--- Provided records ---
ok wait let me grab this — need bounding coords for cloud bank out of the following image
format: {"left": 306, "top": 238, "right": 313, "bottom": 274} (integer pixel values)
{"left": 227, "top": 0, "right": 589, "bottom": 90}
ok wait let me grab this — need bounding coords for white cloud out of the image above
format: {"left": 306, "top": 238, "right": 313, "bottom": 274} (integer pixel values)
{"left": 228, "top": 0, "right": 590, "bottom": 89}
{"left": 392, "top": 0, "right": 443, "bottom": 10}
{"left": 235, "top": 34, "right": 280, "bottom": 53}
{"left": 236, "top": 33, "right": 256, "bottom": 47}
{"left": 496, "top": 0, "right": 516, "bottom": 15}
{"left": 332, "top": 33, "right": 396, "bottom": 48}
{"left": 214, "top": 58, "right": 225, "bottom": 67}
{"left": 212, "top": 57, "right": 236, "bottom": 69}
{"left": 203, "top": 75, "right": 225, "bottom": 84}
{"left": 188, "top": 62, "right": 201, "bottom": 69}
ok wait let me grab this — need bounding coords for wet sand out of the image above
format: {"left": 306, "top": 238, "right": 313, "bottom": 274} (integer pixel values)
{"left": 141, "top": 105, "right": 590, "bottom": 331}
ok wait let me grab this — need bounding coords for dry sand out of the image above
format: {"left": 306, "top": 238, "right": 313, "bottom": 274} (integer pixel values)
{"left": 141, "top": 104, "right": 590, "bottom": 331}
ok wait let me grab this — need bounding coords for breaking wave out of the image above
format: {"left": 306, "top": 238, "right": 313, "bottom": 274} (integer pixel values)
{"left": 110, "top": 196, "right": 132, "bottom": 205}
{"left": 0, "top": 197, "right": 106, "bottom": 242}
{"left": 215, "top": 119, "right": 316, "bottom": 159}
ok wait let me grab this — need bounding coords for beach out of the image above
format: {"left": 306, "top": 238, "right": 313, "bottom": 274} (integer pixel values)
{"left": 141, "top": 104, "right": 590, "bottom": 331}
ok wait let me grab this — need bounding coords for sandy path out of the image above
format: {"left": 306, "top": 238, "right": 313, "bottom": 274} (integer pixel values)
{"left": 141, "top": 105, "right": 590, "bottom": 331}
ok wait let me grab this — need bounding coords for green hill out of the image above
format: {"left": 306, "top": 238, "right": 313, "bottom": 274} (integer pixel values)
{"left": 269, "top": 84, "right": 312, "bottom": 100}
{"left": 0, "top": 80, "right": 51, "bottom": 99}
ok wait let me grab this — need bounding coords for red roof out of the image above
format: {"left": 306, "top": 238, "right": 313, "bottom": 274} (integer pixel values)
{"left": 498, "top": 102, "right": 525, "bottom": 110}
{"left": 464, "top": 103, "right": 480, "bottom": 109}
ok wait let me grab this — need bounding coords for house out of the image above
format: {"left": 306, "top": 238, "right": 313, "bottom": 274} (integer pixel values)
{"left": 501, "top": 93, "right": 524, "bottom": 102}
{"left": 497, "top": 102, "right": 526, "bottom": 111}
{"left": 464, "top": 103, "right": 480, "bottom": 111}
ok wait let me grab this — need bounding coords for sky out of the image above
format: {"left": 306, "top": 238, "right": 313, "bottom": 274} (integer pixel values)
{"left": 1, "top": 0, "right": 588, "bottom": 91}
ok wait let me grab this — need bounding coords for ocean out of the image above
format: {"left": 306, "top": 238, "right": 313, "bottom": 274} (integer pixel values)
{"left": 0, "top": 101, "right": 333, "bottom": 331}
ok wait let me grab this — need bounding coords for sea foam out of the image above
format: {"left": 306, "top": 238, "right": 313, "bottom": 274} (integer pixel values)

--- Your assignment ---
Single out each line of the records above with the string "cloud" in it, and copy it.

--- Completed task ---
ok wait let me grab this — need bounding coords for cloud bank out of the following image
ok wait let me grab this — need bounding coords for white cloud out of the image above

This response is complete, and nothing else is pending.